• _Document section_:
The description leaves him without any doubt. His stomach sinks. Is Akechi okay? Can he even survive in a place like this? How is Ren going to find him?


3: you gently gift it to me 'cause you've no clue how to sew

In a first, helpless attempt to locate his Akechi (different enough from other Akechis, apparently, to be identified on sight... well, that's true enough), Ren decides to head into Tokyo and go looking for places Akechi still enjoys. Kichijoji is an obvious one, with the jazz bar and Inokashira Park and his apartment, the location of which he kept behind his lips the entire time Ren knew him, only to immediately invite him over in February. But instead of taking the train, Ren walks. Travel is strangely quick, and it gives him time to look at the cognitions, which the board claimed were eerie.

The board wasn't wrong. They don't even seem like the brainwashed people Ren is used to—cognitions is definitely the better term. At least the people back home have some variability in how they act, and at least they have some kind of mild reaction if you inconvenience them. Ren steps in front of them once or twice, sticks out his leg to trip one of them even, and they don't even frown at him.

Maruki's reality is still new. Maybe this is where everyone is going to end up; automatons, puppets, walking around like video game NPCs. His skin crawls. He stands to the side of a busy road in Shibuya and watches, stomach churning.


[[ooc: This is the Ren from [personal profile] pheasantboy's universe.]]
pheasantboy: (woe)

[personal profile] pheasantboy 2024-02-08 01:41 am (UTC)(link)
"I do think that sounds a miserable existence, Ren. I wish I didn't relate as much as I do." It's the way he can't connect, really, to anyone here; the way he always, in the end, feels they're making allowances.

"It's the worst thing, you know, to be alone. And I've been here so long, it feels I've known that forever." It's far more true than he knows; his face screws up. "Is that really how you felt at home?"
pheasantboy: (cross)

[personal profile] pheasantboy 2024-02-08 02:04 am (UTC)(link)
There is a long, long long moment, as the words hang between them with the stink of death, as Ren's misery embeds itself in Akechi's mind, as a coin flips in midair. Will he accept it, or will he forget?

His mug lands on the counter, with a slam and a bit of a splash. Even back home, he wasn't a huggy person, but he reaches out. "Come here."
pheasantboy: (shock)

[personal profile] pheasantboy 2024-02-08 02:11 am (UTC)(link)
And he sees it right away; he flinches back in turn, covering it with a smile. It doesn't strike him as Ren's fault, and it doesn't seem that important to him; he even laughs a little. "Ah. My apologies. I should have remembered I don't have..."

Takamaki-san's gift, he was about to say. But he stops, and while what he says next isn't how he might once have said it, it's surprisingly close. "Who tried to kill you, Ren?"

• _What needs to be done_: Transcribe word for word the stretch of the Ren story above that starts with "His mug lands" and goes on through "pheasantboy: (shock)".

• _Data extract_:
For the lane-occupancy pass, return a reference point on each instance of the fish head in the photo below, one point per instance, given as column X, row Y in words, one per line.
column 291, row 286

• _Response_:
His mug lands on the counter, with a slam and a bit of a splash. Even back home, he wasn't a huggy person, but he reaches out. "Come here."
pheasantboy: (shock)